Instructions for the task
Lay out every line of text in the items below as a JSON list of strings, one string per line and no entries for blank lines. Leave the pictures out of the list.

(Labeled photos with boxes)
start
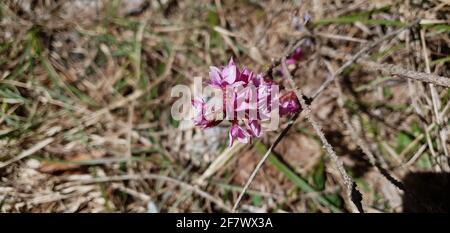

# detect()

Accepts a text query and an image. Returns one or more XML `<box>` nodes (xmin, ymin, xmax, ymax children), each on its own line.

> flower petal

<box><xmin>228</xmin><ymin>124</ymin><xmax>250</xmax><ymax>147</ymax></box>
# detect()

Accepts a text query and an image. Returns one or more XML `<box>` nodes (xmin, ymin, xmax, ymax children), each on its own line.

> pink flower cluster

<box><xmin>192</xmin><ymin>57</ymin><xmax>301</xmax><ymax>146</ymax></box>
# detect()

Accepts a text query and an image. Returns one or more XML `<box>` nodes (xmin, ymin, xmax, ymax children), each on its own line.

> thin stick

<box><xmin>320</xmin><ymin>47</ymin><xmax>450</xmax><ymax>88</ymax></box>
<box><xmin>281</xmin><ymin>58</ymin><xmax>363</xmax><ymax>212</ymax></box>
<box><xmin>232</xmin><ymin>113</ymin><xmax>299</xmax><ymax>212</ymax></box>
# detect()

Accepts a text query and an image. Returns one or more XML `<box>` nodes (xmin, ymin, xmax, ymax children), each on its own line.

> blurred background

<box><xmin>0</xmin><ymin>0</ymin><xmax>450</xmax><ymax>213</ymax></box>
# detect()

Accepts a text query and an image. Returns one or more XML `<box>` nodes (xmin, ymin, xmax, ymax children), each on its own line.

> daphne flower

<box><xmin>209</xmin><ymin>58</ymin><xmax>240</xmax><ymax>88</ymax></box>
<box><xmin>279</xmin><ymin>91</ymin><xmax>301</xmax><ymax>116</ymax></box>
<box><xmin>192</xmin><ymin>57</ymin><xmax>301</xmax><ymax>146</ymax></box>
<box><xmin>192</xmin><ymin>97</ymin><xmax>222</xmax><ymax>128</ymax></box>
end
Reply to the exercise
[
  "# detect()",
  "Accepts a text query and an image. Returns one or more XML `<box>` nodes (xmin, ymin, xmax, ymax children), each on its own line.",
  "> flower petal",
  "<box><xmin>228</xmin><ymin>124</ymin><xmax>250</xmax><ymax>147</ymax></box>",
  "# detect()",
  "Accepts a text query and an image. Returns one or more XML `<box>` nodes (xmin, ymin, xmax, ymax children), each on its own line.",
  "> pink flower cluster",
  "<box><xmin>192</xmin><ymin>57</ymin><xmax>301</xmax><ymax>146</ymax></box>",
  "# detect()",
  "Accepts a text query and an image. Returns one or more XML `<box>` nodes (xmin, ymin, xmax, ymax children), each on its own line.",
  "> thin stick",
  "<box><xmin>320</xmin><ymin>47</ymin><xmax>450</xmax><ymax>88</ymax></box>",
  "<box><xmin>281</xmin><ymin>58</ymin><xmax>363</xmax><ymax>212</ymax></box>",
  "<box><xmin>232</xmin><ymin>113</ymin><xmax>299</xmax><ymax>212</ymax></box>",
  "# detect()",
  "Accepts a text query and an image. Returns one or more XML `<box>` nodes (xmin, ymin, xmax, ymax children), each on its own line.",
  "> blurred background",
  "<box><xmin>0</xmin><ymin>0</ymin><xmax>450</xmax><ymax>213</ymax></box>",
  "# detect()",
  "Accepts a text query and an image. Returns one or more XML `<box>` nodes (xmin, ymin, xmax, ymax children), each on its own line.",
  "> daphne flower",
  "<box><xmin>209</xmin><ymin>58</ymin><xmax>240</xmax><ymax>88</ymax></box>",
  "<box><xmin>279</xmin><ymin>91</ymin><xmax>301</xmax><ymax>116</ymax></box>",
  "<box><xmin>192</xmin><ymin>57</ymin><xmax>301</xmax><ymax>146</ymax></box>",
  "<box><xmin>192</xmin><ymin>97</ymin><xmax>222</xmax><ymax>128</ymax></box>"
]